▸ Set problem:
List each line of the records that contains the word "Give", copying every such line in full.

▸ Data shown:
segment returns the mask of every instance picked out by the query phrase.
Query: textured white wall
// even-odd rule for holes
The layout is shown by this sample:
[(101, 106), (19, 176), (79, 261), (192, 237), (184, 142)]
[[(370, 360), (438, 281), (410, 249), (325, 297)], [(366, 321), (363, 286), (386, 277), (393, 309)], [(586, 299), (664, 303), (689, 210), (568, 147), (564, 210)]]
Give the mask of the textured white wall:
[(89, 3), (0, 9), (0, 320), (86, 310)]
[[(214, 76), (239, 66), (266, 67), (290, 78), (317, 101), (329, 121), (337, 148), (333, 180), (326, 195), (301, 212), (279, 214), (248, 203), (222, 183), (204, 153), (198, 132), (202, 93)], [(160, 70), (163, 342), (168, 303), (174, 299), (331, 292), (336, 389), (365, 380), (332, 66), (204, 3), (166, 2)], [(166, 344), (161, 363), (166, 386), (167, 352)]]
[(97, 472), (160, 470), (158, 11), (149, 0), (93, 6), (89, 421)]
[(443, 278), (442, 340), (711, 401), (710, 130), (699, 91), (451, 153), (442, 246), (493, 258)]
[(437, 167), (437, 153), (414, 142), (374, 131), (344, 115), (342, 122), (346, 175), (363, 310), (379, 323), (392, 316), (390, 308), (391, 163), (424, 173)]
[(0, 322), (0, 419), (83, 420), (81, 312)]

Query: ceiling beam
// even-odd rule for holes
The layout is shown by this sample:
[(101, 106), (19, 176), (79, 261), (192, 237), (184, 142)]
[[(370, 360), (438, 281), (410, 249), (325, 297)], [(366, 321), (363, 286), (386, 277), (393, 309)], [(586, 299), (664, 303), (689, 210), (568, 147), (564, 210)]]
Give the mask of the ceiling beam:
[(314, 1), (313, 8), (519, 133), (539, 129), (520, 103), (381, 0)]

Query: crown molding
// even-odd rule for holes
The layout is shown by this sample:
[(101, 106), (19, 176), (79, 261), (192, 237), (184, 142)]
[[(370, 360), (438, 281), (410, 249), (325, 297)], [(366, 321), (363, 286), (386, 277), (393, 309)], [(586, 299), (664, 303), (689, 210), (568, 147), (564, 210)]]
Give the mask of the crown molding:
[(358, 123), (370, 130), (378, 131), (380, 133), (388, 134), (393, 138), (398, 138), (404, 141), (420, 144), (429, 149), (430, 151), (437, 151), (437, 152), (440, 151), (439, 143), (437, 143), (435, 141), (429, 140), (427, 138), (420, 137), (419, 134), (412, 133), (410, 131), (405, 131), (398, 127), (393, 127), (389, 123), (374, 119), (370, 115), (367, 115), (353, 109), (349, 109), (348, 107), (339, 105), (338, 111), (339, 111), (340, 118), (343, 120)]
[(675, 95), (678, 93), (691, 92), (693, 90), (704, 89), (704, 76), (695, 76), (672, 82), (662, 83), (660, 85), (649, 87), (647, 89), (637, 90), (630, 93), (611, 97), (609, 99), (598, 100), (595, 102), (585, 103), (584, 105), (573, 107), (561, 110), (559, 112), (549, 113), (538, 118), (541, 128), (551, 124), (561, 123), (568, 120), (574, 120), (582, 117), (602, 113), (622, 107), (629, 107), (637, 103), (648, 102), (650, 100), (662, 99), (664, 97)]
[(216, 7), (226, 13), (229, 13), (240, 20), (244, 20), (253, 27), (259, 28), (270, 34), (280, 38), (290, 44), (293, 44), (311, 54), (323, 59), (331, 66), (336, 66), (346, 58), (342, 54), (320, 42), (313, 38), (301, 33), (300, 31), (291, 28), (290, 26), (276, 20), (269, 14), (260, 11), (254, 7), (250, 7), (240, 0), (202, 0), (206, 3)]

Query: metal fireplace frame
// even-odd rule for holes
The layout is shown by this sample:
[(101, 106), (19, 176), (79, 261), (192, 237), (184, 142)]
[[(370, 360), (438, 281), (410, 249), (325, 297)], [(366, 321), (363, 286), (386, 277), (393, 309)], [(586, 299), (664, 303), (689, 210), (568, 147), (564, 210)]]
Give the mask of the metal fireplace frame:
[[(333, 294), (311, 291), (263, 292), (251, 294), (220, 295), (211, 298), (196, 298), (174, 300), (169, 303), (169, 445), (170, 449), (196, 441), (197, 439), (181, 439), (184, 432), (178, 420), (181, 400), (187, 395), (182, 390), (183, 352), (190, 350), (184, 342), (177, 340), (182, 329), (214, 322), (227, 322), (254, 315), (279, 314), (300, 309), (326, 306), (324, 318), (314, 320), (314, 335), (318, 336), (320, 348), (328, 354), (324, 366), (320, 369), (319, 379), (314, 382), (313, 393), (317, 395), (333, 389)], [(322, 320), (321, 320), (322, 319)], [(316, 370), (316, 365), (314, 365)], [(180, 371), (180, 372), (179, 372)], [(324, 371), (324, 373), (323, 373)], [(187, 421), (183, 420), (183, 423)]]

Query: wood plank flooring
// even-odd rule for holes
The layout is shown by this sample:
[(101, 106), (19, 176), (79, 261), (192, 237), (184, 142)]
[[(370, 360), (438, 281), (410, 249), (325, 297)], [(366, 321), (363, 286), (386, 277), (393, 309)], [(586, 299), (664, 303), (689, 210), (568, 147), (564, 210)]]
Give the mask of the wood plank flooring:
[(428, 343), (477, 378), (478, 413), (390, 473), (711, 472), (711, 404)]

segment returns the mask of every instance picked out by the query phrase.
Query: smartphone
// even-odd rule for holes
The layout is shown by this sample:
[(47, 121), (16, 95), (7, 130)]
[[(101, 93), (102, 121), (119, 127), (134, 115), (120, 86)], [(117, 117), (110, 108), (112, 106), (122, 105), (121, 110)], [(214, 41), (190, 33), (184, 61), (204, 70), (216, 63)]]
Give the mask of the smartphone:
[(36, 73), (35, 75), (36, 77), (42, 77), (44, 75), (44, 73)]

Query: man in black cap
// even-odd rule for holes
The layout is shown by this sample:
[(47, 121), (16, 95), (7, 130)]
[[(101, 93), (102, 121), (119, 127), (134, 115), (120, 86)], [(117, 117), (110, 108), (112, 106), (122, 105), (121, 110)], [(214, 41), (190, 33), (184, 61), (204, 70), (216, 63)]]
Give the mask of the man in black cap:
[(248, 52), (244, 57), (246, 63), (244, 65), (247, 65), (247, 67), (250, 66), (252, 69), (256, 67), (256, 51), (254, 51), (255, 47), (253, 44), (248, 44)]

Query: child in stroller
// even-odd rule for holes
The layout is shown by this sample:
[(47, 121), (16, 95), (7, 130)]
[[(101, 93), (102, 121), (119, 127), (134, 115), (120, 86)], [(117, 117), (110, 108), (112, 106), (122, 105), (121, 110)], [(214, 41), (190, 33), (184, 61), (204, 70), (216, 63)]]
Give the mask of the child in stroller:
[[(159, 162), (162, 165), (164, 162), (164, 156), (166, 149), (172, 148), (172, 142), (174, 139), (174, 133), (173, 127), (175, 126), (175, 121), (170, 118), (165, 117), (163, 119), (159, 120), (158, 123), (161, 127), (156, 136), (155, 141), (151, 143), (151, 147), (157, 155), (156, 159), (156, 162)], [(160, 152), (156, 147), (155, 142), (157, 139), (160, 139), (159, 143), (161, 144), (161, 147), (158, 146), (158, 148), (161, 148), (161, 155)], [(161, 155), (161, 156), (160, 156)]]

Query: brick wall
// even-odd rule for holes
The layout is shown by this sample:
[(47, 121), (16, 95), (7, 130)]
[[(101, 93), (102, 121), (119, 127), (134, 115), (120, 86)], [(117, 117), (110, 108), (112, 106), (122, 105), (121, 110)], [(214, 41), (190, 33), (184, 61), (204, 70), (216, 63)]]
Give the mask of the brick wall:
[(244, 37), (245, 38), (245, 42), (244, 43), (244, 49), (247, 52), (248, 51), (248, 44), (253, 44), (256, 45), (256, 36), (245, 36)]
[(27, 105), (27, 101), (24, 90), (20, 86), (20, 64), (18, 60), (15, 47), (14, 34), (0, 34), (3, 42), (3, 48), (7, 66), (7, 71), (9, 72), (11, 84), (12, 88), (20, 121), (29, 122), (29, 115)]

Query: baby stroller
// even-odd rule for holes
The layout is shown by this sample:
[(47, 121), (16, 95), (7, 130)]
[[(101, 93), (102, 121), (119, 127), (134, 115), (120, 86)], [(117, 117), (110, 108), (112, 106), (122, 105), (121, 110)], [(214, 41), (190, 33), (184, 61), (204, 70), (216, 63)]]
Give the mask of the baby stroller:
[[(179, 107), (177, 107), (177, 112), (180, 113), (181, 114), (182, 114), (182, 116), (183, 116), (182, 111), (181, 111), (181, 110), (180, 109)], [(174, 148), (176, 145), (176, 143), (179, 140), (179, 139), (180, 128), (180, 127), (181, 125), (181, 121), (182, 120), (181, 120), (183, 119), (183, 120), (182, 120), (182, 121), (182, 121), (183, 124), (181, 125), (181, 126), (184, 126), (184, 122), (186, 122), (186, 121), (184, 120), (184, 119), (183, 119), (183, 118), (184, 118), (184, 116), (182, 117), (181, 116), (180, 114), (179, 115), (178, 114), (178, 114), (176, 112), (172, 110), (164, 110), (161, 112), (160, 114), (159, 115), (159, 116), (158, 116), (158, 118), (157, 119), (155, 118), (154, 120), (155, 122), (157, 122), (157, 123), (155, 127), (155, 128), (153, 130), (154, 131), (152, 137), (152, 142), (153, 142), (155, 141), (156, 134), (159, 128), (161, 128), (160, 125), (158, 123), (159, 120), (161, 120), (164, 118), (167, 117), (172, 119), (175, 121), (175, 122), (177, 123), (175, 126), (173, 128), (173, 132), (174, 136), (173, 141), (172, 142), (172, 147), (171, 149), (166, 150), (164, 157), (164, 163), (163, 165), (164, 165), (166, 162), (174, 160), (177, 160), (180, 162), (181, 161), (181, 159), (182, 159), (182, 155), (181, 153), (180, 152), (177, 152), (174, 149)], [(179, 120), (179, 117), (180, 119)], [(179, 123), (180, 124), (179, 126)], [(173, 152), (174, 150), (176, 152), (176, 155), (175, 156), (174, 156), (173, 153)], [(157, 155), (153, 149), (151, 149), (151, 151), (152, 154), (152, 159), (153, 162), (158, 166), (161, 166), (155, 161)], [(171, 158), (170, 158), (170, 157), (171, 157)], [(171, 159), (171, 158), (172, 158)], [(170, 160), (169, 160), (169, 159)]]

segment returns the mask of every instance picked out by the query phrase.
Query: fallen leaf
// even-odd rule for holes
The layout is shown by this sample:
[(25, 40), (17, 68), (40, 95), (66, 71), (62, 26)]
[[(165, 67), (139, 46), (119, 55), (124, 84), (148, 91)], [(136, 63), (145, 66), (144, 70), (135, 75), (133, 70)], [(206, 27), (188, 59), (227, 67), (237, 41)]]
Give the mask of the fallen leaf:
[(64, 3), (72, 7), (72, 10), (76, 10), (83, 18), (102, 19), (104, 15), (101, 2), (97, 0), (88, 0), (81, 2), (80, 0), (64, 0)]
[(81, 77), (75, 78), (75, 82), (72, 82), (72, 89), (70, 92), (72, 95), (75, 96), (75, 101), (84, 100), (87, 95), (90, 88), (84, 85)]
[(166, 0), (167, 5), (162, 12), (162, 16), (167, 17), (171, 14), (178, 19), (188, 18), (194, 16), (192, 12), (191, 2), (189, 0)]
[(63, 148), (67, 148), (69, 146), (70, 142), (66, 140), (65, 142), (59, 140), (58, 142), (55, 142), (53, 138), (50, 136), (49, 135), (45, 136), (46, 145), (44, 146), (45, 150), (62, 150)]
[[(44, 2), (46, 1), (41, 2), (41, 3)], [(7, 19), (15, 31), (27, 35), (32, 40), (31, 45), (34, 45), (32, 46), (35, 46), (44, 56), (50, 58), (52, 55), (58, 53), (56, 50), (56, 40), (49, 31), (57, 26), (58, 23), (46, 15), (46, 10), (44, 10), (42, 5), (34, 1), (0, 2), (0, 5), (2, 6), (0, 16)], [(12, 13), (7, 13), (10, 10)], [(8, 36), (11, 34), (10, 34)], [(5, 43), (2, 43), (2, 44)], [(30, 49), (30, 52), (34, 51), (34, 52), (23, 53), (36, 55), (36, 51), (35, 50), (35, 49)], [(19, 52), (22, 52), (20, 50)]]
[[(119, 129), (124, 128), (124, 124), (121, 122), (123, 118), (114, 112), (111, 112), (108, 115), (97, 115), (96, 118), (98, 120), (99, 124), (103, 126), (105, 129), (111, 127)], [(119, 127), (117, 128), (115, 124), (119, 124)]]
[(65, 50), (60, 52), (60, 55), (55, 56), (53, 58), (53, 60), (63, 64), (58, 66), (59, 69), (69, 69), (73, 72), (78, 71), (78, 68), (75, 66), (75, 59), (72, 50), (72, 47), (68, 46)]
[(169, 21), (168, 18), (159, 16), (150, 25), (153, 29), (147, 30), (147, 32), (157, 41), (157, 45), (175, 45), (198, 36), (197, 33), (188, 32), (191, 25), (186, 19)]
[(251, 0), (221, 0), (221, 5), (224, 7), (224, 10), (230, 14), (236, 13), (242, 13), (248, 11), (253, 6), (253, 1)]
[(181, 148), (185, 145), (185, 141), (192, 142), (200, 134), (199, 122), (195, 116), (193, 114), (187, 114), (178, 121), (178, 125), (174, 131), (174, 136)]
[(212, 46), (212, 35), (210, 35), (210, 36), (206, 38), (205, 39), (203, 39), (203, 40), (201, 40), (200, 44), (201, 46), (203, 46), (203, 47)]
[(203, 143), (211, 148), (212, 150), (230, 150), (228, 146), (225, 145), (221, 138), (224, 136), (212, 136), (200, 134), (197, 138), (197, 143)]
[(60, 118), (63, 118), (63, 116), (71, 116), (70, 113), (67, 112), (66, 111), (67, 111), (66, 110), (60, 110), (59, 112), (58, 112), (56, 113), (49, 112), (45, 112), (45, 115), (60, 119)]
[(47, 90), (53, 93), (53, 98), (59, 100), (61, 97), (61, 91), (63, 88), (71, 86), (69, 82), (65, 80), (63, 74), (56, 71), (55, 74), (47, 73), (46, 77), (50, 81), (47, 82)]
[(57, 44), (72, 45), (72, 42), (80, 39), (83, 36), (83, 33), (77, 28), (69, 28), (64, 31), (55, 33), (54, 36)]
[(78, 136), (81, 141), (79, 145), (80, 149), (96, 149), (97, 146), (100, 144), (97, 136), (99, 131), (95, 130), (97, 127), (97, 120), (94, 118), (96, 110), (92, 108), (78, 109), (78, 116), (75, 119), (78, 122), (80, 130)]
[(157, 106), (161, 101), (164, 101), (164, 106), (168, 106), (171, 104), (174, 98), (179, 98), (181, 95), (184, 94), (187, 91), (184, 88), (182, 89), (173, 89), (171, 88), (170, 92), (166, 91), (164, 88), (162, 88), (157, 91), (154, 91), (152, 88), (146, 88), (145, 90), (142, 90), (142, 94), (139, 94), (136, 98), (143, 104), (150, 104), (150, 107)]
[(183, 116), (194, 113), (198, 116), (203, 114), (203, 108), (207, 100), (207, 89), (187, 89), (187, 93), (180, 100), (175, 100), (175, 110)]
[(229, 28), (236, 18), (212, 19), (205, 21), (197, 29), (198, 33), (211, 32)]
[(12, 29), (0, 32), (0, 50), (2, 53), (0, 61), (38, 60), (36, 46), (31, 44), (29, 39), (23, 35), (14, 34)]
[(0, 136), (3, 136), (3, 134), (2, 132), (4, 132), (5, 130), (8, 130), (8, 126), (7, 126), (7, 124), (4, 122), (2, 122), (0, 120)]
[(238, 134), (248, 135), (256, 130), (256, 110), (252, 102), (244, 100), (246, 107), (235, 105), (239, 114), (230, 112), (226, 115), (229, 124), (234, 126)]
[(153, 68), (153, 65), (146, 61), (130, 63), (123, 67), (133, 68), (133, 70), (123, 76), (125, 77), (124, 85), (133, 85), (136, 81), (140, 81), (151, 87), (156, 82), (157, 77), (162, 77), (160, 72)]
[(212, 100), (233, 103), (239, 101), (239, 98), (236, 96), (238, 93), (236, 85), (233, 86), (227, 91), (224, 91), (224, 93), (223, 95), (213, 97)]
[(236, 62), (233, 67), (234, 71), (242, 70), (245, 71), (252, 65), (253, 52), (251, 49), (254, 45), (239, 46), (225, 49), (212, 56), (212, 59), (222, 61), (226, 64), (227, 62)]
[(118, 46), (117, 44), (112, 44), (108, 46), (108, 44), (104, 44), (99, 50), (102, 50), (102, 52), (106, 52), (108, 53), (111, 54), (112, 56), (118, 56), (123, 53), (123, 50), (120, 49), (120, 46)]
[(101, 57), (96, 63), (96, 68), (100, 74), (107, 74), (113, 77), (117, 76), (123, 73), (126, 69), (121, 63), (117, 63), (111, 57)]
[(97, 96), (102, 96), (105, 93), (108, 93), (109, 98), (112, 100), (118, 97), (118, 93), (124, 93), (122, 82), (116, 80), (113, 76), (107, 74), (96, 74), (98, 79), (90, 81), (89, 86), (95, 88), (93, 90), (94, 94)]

▸ Right answer:
Give the mask of the textured white wall:
Give the mask of the ceiling beam:
Give the mask of the crown molding:
Give the mask of the metal fireplace frame:
Give the mask of the wood plank flooring:
Give the mask of the smartphone:
Give the mask of the man in black cap:
Give the mask of the child in stroller:
Give the mask of the brick wall:
Give the mask of the baby stroller:
Give the mask of the fallen leaf:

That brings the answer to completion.